Task requirements: Every entry, exactly as given, must be retyped.

Collected data entries
== Segment start ==
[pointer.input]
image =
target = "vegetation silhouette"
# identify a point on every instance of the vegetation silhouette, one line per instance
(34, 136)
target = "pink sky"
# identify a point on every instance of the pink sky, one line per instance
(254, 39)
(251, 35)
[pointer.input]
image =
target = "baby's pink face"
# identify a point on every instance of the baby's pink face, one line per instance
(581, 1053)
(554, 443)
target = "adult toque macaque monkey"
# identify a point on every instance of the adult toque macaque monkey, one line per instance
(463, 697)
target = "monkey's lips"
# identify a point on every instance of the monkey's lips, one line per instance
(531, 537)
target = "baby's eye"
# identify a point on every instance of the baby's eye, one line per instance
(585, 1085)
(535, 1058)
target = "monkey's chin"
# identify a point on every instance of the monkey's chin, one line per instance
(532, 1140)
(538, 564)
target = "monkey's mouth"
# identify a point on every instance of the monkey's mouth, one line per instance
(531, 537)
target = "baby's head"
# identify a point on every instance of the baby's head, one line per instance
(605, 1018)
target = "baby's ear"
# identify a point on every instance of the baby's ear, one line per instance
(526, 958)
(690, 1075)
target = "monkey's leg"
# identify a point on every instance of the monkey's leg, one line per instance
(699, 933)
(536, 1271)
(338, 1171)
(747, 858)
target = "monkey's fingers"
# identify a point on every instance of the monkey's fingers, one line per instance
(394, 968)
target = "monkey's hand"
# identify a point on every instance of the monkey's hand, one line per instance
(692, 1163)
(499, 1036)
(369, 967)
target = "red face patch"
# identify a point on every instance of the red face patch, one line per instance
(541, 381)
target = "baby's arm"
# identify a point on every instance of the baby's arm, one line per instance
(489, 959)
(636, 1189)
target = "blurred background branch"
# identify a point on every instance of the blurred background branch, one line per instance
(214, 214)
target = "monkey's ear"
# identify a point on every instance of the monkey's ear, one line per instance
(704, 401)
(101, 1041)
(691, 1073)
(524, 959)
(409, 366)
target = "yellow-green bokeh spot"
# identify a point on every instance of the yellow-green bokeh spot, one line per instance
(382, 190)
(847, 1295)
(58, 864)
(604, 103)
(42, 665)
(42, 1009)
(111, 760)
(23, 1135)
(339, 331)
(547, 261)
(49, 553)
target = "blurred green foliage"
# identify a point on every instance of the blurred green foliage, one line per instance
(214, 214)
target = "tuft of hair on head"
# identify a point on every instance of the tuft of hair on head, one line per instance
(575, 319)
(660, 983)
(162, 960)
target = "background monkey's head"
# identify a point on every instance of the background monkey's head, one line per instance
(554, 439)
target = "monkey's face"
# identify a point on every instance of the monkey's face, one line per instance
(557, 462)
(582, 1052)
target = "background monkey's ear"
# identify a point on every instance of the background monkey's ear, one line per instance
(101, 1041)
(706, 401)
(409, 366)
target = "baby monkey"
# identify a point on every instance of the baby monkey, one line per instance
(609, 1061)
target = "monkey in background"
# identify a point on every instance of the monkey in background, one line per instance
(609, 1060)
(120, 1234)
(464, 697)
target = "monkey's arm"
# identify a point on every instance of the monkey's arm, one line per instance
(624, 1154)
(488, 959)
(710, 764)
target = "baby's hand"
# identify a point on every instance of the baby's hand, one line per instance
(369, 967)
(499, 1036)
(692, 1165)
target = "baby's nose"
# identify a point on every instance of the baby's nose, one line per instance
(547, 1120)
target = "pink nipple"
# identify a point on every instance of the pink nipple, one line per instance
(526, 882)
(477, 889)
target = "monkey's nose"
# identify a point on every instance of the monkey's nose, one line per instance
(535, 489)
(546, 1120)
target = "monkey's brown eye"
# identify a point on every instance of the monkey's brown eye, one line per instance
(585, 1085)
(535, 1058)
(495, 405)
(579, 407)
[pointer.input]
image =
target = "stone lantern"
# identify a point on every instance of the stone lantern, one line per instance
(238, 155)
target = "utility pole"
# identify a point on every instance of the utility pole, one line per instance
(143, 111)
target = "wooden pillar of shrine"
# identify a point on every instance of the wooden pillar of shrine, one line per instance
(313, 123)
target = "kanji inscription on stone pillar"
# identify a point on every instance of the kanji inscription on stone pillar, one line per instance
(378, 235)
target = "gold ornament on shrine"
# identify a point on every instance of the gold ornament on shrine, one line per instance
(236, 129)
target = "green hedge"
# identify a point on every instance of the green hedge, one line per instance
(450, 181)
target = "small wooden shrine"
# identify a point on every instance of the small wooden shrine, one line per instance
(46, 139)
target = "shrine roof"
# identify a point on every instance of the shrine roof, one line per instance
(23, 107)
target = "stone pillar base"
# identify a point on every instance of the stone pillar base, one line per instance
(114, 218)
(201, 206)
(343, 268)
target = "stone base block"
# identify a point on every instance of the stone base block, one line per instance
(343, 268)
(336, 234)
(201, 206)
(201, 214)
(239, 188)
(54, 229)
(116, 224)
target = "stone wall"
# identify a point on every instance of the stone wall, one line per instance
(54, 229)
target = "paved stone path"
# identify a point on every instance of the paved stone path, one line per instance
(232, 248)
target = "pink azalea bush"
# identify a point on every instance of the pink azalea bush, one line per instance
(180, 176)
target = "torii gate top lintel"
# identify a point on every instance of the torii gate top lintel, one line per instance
== Segment end ==
Response to the task:
[pointer.input]
image =
target = "vegetation silhouette"
# identify a point on every instance of the vegetation silhouette, one line per instance
(34, 136)
target = "pink sky"
# identify a point on every instance of the pink sky, one line per instance
(254, 39)
(251, 35)
[pointer.input]
image =
target = "baby's pink face"
# identify a point on every instance of the baby's pink face, one line per instance
(581, 1053)
(554, 443)
target = "adult toque macaque monkey"
# identify a point on every instance of the adult toque macaque monkey, one line per instance
(463, 697)
target = "monkey's lips"
# identify a point on every instance of the monkey's lips, one line per instance
(531, 537)
target = "baby's eye"
# identify a point on every instance of the baby's eye, one line per instance
(585, 1085)
(535, 1058)
target = "monkey's chin"
# identify a point on every instance of the monkey's chin, one line per instance
(532, 1140)
(538, 564)
target = "monkey's mouth"
# identify a point on every instance of the monkey's mouth, one line per instance
(531, 537)
target = "baby's head"
# identify a point on every instance of the baby's head, one line per instance
(605, 1018)
target = "baby's ear"
# identify a point on every instance of the baby's ear, one line per instance
(526, 958)
(690, 1075)
target = "monkey's leg"
# identify a point on every instance of the monkey's leg, one line per instance
(699, 933)
(536, 1271)
(338, 1171)
(747, 858)
target = "monkey's fingers"
# identify a point on every instance of the monkey's fingers, one line per instance
(394, 968)
target = "monkey's hand"
# identify a point on every instance of the monkey's hand, one line per instance
(692, 1163)
(499, 1036)
(369, 967)
target = "red face patch"
# identify a point on every instance of the red face patch, one line per instance
(541, 381)
target = "baby's arm"
# identify a point on every instance of the baby's arm, one line per instance
(489, 959)
(636, 1189)
target = "blurred background branch"
# identify a point on every instance of the blurred background branch, one line per instance
(214, 214)
target = "monkey's ear"
# identify a point on every instance of the monkey's ear, one line per instance
(704, 401)
(101, 1041)
(691, 1073)
(524, 959)
(409, 366)
target = "yellow-green bokeh spot"
# identify a point on every instance of the yellow-green bokeh spot, one line per instance
(382, 190)
(847, 1295)
(58, 864)
(604, 103)
(42, 665)
(42, 1009)
(111, 760)
(23, 1135)
(339, 331)
(547, 261)
(49, 553)
target = "blurred green foliage"
# identify a point on every instance of the blurred green foliage, one line per instance
(214, 214)
target = "tuft of hair on head"
# identify a point on every instance of the tuft of hair on head, one line per instance
(575, 319)
(660, 983)
(162, 960)
target = "background monkey's head"
# identify a point on every instance of the background monkey's head, one line per instance
(554, 439)
target = "monkey's face"
# identify a point on every instance of the monkey's face, one line per instance
(557, 462)
(582, 1052)
target = "background monkey's ear"
# identify a point on every instance of the background monkey's ear, one line per instance
(101, 1041)
(706, 401)
(409, 366)
target = "baby monkey"
# identify a point on every instance of the baby monkey, one line per instance
(609, 1061)
target = "monkey in background"
# identify a point on every instance of the monkey in background, one line per instance
(609, 1060)
(120, 1234)
(464, 697)
target = "monkey's arm"
# identify a point on every instance of the monkey's arm, one line per instance
(624, 1154)
(488, 959)
(710, 764)
target = "baby's hand"
# identify a point on every instance of the baby's hand, one line per instance
(369, 967)
(499, 1036)
(692, 1165)
target = "baby's nose"
# identify a point on every instance of the baby's nose, one line per instance
(547, 1120)
target = "pink nipple"
# identify a point on every instance of the pink nipple, one line per instance
(526, 882)
(477, 889)
target = "monkey's nose"
# identify a point on every instance of the monkey's nose, one line per instance
(535, 489)
(546, 1120)
target = "monkey's brown eye"
# identify a point on every instance of the monkey's brown eye, one line per instance
(585, 1085)
(535, 1058)
(495, 405)
(579, 407)
[pointer.input]
image =
target = "stone lantern"
# identify a point on every instance of the stone lantern, one line per instance
(238, 155)
target = "utility pole"
# identify a point on every instance of the utility pole, one line per instance
(143, 111)
target = "wooden pillar of shrine"
# identify a point on every instance of the wooden pillar of shrine, one line per instance
(313, 123)
target = "kanji inscription on stone pillar"
# identify a point on every instance of the kanji inscription on stone pillar, one line per instance
(378, 235)
target = "gold ornament on shrine"
# identify a point on every instance of the gold ornament on shrine, one line per instance
(236, 129)
target = "green hedge"
# identify a point on every instance of the green hedge, one line per instance
(450, 181)
target = "small wooden shrine"
# identify a point on every instance of the small wooden shrine, one line per instance
(46, 139)
target = "shrine roof"
# identify a point on every instance of the shrine roof, one line per instance
(23, 107)
target = "stone pillar base"
# identify a point on every instance of the stone pillar base, one line per instance
(114, 218)
(201, 206)
(343, 268)
target = "stone base block"
# identify a point on every instance of the stone base block, one line per instance
(343, 268)
(336, 234)
(201, 206)
(201, 214)
(239, 188)
(54, 229)
(116, 224)
target = "stone wall"
# identify a point on every instance of the stone wall, one line per instance
(54, 229)
target = "paved stone path"
# identify a point on every instance of the paved stone path, one line per instance
(232, 248)
target = "pink azalea bush"
# identify a point on every instance of the pink azalea bush, one line per instance
(180, 176)
target = "torii gate top lintel"
# identify a point on every instance of the torii gate top lintel, one line per instance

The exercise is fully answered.